[Text-to-region grounding data]
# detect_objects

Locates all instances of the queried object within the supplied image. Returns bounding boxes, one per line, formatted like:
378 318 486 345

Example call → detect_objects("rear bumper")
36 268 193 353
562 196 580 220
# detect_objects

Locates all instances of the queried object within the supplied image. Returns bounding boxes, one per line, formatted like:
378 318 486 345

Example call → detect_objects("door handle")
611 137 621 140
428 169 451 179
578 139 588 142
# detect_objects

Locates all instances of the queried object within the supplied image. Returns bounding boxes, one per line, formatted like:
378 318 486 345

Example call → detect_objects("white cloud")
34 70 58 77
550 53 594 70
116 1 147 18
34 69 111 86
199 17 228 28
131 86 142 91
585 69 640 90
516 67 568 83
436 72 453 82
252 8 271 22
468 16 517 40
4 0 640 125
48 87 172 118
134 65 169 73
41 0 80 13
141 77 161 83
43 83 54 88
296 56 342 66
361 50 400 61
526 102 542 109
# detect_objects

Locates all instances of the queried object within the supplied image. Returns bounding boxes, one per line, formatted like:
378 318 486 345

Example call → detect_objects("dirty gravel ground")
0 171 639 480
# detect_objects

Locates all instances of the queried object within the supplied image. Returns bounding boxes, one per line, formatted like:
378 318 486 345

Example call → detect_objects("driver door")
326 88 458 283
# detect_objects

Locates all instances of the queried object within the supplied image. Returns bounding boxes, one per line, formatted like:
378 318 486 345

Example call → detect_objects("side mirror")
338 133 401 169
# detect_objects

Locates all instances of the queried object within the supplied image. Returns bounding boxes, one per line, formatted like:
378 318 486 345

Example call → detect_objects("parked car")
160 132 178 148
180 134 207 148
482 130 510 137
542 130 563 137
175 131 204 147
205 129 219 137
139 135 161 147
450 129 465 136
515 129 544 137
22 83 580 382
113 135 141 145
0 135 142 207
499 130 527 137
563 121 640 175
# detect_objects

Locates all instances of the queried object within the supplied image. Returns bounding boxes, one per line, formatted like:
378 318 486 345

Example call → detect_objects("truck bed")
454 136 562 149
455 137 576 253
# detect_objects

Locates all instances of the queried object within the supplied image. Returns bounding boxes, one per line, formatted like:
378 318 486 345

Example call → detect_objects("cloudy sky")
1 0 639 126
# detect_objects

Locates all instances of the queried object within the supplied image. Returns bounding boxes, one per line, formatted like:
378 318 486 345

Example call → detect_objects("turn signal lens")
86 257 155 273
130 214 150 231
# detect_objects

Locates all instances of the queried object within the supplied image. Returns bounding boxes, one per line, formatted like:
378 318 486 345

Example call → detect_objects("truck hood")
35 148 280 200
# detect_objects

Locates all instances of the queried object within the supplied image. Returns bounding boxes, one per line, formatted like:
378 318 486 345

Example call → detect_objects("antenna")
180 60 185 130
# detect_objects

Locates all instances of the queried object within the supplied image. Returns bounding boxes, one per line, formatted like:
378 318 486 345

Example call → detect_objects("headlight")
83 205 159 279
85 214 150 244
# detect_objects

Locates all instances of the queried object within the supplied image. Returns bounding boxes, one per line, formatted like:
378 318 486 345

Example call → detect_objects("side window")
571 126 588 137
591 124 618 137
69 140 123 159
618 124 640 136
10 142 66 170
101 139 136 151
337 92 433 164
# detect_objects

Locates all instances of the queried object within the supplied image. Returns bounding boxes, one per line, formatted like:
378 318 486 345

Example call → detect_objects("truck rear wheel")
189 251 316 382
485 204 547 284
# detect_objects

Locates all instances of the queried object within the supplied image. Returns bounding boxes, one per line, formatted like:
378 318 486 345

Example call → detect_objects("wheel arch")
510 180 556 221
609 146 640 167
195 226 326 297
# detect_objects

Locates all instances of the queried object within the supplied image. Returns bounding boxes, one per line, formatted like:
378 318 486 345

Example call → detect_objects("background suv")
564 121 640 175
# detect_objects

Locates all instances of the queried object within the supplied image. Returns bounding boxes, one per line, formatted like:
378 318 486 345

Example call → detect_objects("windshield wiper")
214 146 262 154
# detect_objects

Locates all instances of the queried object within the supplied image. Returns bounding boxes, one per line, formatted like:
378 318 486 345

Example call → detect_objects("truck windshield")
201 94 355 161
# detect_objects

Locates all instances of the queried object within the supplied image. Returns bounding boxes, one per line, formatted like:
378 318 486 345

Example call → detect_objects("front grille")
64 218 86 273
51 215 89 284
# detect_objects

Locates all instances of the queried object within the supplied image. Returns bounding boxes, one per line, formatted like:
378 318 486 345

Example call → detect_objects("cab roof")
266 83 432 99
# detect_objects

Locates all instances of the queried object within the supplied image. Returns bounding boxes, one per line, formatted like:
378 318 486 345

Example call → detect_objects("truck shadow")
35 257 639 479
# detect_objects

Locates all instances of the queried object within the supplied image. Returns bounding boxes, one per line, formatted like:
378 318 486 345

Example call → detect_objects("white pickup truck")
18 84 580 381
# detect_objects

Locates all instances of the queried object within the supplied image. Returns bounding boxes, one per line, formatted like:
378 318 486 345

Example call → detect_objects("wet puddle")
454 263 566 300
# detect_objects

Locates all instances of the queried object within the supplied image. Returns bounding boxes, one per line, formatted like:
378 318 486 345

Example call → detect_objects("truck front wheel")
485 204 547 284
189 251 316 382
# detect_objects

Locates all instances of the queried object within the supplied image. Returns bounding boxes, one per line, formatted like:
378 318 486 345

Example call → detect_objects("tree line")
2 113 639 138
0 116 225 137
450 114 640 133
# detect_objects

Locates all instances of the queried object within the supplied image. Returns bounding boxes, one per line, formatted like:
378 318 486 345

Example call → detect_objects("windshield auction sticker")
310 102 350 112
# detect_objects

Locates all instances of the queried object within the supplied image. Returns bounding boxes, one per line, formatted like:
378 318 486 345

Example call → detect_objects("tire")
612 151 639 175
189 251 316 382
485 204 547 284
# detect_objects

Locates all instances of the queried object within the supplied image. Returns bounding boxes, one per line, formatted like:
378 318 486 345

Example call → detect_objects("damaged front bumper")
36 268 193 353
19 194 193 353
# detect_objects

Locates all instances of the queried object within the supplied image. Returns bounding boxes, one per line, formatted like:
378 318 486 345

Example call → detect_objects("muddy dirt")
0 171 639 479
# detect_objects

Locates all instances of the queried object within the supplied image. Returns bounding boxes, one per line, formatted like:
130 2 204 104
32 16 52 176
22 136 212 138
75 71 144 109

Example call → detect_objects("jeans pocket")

> _About this task_: Return the entries above exactly as they appear.

> _Answer to the exercise_:
# detect_objects

Locates all instances of the queried object within the supplied image. Returns bounding boxes, one per line, formatted like:
378 318 486 345

Example call → detect_objects("rear bumper")
36 268 193 353
562 196 580 220
# detect_objects

Locates all instances of the queried object within the supplied image. Returns bounding boxes, one per line, formatted like:
378 318 486 345

Example call → detect_objects("door handle")
611 137 621 140
428 169 451 179
578 139 588 142
# detect_objects

Locates all instances of the queried object within the supplied image. Returns bounding boxes, one per line, formatted like:
378 318 486 345

Example call → detect_objects("white cloud")
34 70 58 77
550 53 594 70
116 1 147 18
34 69 111 86
199 17 228 28
131 86 142 91
585 69 640 90
516 67 568 83
436 72 453 82
252 8 271 22
468 16 517 40
4 0 640 125
48 87 172 118
134 65 169 73
41 0 80 13
141 77 161 83
43 83 54 88
296 56 342 66
361 50 400 61
526 102 542 109
# detect_objects

Locates all instances of the queried object within the supplied image. Returns bounding boxes, one per line, formatted like:
378 318 486 345

Example call → detect_objects("dirty gravel ground")
0 171 639 480
# detect_objects

Locates all instances of the queried object within the supplied image. Returns bounding boxes, one per line, formatted like:
378 318 486 345

Example call → detect_objects("driver door")
326 88 458 283
# detect_objects

Locates all instances of the queried object within the supplied image. Returns bounding boxes, one per line, formatted like:
378 318 486 345

Example call → detect_objects("side mirror")
338 133 401 169
# detect_objects

Locates all instances of the queried object within the supplied image. Returns bounding boxes, one per line, formatted like:
378 318 486 345

Example call → detect_objects("parked car")
160 132 178 148
180 134 207 148
482 130 510 137
542 130 563 137
175 131 204 147
205 129 219 137
139 135 161 147
450 129 465 136
515 129 544 137
22 83 580 382
113 135 141 145
0 135 142 207
499 130 527 137
563 121 640 175
# detect_objects

Locates all instances of the queried object within the supplied image. Returns bounding boxes, one per line, formatted like:
378 318 486 345

Example call → detect_objects("truck bed")
454 136 562 149
455 137 576 253
# detect_objects

Locates all instances of the queried object within the supplied image. Returns bounding boxes, one per line, formatted like:
378 318 486 345

Example call → detect_objects("cloudy sky")
1 0 639 126
# detect_objects

Locates all instances of the queried object within the supplied image. Returns bounding boxes, one per line, formatted like:
378 318 486 345

Example call → detect_objects("turn signal lens")
86 257 155 273
130 214 150 231
# detect_objects

Locates all instances of the queried object within the supplied image. Returns bounding boxes, one per line, formatted like:
378 318 486 345

Example call → detect_objects("truck hood")
35 148 280 200
# detect_objects

Locates all instances of the queried object within the supplied image. Returns bounding boxes, one per line, formatted like:
378 318 486 345

Example call → detect_objects("antenna")
180 60 185 130
# detect_objects

Locates all instances of the queried object within the supplied image. Returns bounding boxes, one per line, formatted like:
378 318 486 345

Example call → detect_objects("headlight")
83 205 159 279
85 214 150 244
# detect_objects

Locates all instances of the queried object within the supplied image. Returns bounding boxes, one per line, formatted like:
378 318 486 345

Example call → detect_objects("side window")
571 126 588 137
591 124 618 137
69 140 123 159
618 124 640 136
10 142 66 170
101 139 136 151
337 92 433 164
# detect_objects

Locates all instances of the queried object within the supplied image. Returns bounding boxes, one per line, formatted like:
378 318 486 345

Example call → detect_objects("truck rear wheel")
189 251 316 382
485 204 547 284
# detect_objects

Locates all instances of the queried object within the supplied image. Returns bounding boxes, one per line, formatted like:
378 318 486 345

Example call → detect_objects("wheel arch")
510 180 556 221
609 146 640 167
195 226 326 297
# detect_objects

Locates all instances of the queried object within the supplied image. Returns bounding boxes, one per line, formatted like:
378 318 486 345

Example call → detect_objects("background suv")
564 121 640 175
# detect_objects

Locates all instances of the queried object within the supplied image. Returns bounding boxes, one per line, formatted like:
378 318 486 345

Example call → detect_objects("windshield wiper")
214 146 262 154
# detect_objects

Locates all instances of the queried object within the supplied image. Returns bounding boxes, one per line, formatted like:
378 318 486 345

Example call → detect_objects("truck windshield")
201 94 355 161
# detect_objects

Locates all instances of the queried object within the supplied image. Returns bounding boxes, one per line, formatted like:
378 318 486 345

Example call → detect_objects("front grille")
64 218 86 273
51 215 89 284
# detect_objects

Locates all instances of the queried object within the supplied image. Returns bounding boxes, one per line, formatted like:
378 318 486 345

Example call → detect_objects("cab roof")
266 83 432 99
# detect_objects

Locates all instances of the queried object within the supplied image. Returns bounding boxes, one per line, formatted like:
378 318 486 345

Example call → detect_objects("truck shadow")
35 257 639 479
# detect_objects

Locates all instances of the queried object within the supplied image. Returns bounding boxes, one per line, formatted like:
378 318 486 345

Example call → detect_objects("white pickup truck")
18 84 580 381
# detect_objects

Locates all instances of the queried object within the supplied image. Returns bounding boxes, one per line, formatted like:
378 318 486 345

Example call → detect_objects("wet puddle")
454 263 566 300
# detect_objects

Locates all instances of the queried object within the supplied image. Returns bounding boxes, one per line, formatted like:
378 318 486 345

Example call → detect_objects("truck front wheel")
485 204 547 284
189 251 316 382
# detect_objects

Locates all instances of the queried object within the supplied image. Returns bounding boxes, one per line, formatted like:
378 318 486 345

Example call → detect_objects("tree line")
2 113 639 138
0 116 225 137
450 114 640 133
# detect_objects

Locates all instances of the queried object within the supplied image. Returns bounding boxes, one per line, formatted like:
378 318 486 345

Example call → detect_objects("windshield auction sticker")
310 102 350 112
# detect_objects

Locates all instances of the queried object within the supplied image. Returns bounding boxes, one per line, formatted like:
378 318 486 345

Example call → detect_objects("tire")
612 151 639 175
189 251 316 382
485 204 547 284
# detect_objects

Locates all instances of the queried object within the supplied image. Returns bounding boxes, one per line, formatted like:
378 318 486 345

Example call → detect_objects("damaged front bumper")
36 268 193 353
19 194 193 353
# detect_objects

Locates all instances of the queried object within the supplied image. Returns bounding boxes, one per line, formatted like:
378 318 486 345

Example call → detect_objects("muddy dirt")
0 171 639 479
# detect_objects

Locates all instances of the queried object within the supplied image. Returns bounding boxes, one per line, formatted like:
130 2 204 104
32 16 52 176
22 136 212 138
75 71 144 109

Example call → detect_objects("jeans pocket")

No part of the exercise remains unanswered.